■ Source extract ■
»»
The network(s) 108 may include, but are not limited to, any one or more different types of communications networks such as, for example, cable networks, public networks (e.g., the Internet), private networks (e.g., frame-relay networks), wireless networks, cellular networks, telephone networks (e.g., a public switched telephone network), or any other suitable private or public packet-switched or circuit-switched networks. Such network(s) may have any suitable communication range associated therewith and may include, for example, global networks (e.g., the Internet), metropolitan area networks (MANs), wide area networks (WANs), local area networks (LANs), or personal area networks (PANs). In addition, such network(s) may include communication links and associated networking devices (e.g., link-layer switches, routers, etc.) for transmitting network traffic over any suitable type of medium including, but not limited to, coaxial cable, twisted-pair wire (e.g., twisted-pair copper wire), optical fiber, a hybrid fiber-coaxial (HFC) medium, a microwave medium, a radio frequency communication medium, a satellite communication medium, or any combination thereof.
In one or more embodiments of the disclosure, any of the network devices 102, 104, 106 can be configured as a master device or master node. In a non-limiting example, the master device can be the thermostat of HVAC system. The master device may perform different tasks than the other network devices. For example, the master device can maintain a list of network devices, nodes, etc. that are connected to the network. Also, the master device may be configured to validate certificates that are used in the network to verify the identity of the network devices/nodes.
««
■ Data under study ■
»»
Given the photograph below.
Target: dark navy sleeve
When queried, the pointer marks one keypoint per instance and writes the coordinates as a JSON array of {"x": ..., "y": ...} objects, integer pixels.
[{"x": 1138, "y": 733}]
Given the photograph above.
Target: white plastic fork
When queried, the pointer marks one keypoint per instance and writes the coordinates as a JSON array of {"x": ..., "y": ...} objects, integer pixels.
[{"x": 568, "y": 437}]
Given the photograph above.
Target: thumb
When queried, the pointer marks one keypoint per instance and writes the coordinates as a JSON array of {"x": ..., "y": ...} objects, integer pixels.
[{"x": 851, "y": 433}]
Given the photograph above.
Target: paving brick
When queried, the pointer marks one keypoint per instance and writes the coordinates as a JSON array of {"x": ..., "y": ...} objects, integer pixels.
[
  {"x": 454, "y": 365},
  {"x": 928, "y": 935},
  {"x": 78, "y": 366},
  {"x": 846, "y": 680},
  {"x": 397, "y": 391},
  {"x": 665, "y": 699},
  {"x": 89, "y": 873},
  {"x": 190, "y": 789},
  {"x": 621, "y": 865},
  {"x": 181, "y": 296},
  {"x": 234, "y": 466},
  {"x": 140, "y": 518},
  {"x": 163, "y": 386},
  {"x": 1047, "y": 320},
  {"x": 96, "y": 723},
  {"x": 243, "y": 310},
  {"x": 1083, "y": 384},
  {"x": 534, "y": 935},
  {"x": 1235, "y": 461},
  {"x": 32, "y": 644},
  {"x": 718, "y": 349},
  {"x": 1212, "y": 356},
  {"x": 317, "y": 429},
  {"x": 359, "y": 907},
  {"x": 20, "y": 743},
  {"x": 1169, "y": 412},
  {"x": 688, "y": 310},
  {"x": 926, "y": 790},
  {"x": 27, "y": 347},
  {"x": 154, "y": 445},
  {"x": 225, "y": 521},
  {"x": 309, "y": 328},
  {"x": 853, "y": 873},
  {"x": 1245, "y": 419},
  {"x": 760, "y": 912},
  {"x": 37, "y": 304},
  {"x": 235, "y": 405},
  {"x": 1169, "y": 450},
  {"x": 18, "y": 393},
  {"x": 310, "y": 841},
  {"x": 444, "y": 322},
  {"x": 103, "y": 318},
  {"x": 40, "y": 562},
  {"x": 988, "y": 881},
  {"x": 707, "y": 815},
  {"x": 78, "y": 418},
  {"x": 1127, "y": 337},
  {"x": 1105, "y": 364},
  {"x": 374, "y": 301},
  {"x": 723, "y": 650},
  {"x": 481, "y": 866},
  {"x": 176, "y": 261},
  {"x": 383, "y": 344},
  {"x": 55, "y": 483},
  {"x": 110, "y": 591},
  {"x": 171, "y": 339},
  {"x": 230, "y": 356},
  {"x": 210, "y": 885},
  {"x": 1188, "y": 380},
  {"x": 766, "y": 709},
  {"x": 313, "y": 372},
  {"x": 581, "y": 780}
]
««
■ Task instructions ■
a. Print the portion of the network passage starting with "In one or more" and going on through "the network devices/nodes.".
b. Summarize the network passage in two sentences.
c. Pick up the network passage after its final sentence and continue it.

■ Results ■
a.
In one or more embodiments of the disclosure, any of the network devices 102, 104, 106 can be configured as a master device or master node. In a non-limiting example, the master device can be the thermostat of HVAC system. The master device may perform different tasks than the other network devices. For example, the master device can maintain a list of network devices, nodes, etc. that are connected to the network. Also, the master device may be configured to validate certificates that are used in the network to verify the identity of the network devices/nodes.

b. The network(s) may be any of many kinds of communications networks, with any suitable communication range, and may include communication links and networking devices that carry traffic over media such as coaxial cable, twisted-pair wire, optical fiber, microwave, radio frequency, or satellite. Any of the network devices can be configured as a master device, such as the thermostat of an HVAC system, which can keep a list of connected network devices and validate the certificates used to verify their identity.

c.
The master device can be configured to confirm the authenticity of the node providing the certificate. The master device can be further configured to generate a symmetric key to encrypt the communication traffic on the network. In a non-limiting example, a random hardware number generator can be used to generate the shared symmetric key. It can be appreciated that other network devices can be operated as the master device.
To provide the symmetric key to the network devices, the master device uses each of the network devices' public key to encrypt the symmetric key and provides the symmetric key to the network devices over a key exchange channel. Once all network devices receive the symmetric key, each of the network devices decrypt the encrypted symmetric key using each respective network device's private key to obtain the symmetric key for communicating in the network. Subsequently, the network devices can use the symmetric key to encrypt the data for secure communication over an encrypted channel in the network.
Referring now to FIG. 2 , in which an exemplary node 200, representative of any of the network devices of FIG. 1 , that may be used to implement the embodiments of the present disclosure is shown. Node 200 is only illustrative and is not intended to suggest any limitation as to the scope of use or functionality of embodiments of the invention described herein.
As shown in FIG. 2 , node 200 is shown in the form of a general-purpose computing device. The components of node 200 may include, but are not limited to, one or more processors 202, a memory 204, interface 206, and network adapter 208. In one or more embodiments of the disclosure, the processor 202 can include a processor 202 of a general-purpose computer, special purpose computer, or other programmable data processing apparatus configured to execute instruction via the processor of the computer or other programmable data processing apparatus.
Nodes 200 can include a variety of computer system readable media. Such media may be any available media that is accessible by node 200, and it includes both volatile and non-volatile media, removable and non-removable media. Memory 204 can include computer system readable media. The memory 204 can include any one or combination of volatile memory elements (e.g., random access memory (RAM, such as DRAM, SRAM, SDRAM, etc.)) and nonvolatile memory elements (e.g., ROM, erasable programmable read only memory (EPROM), electronically erasable programmable read only memory (EEPROM), etc.). Node 200 may further include other removable/non-removable, volatile/non-volatile computer system storage media. The processor 202 and a memory 204 are configured to carry out the operations for the nodes.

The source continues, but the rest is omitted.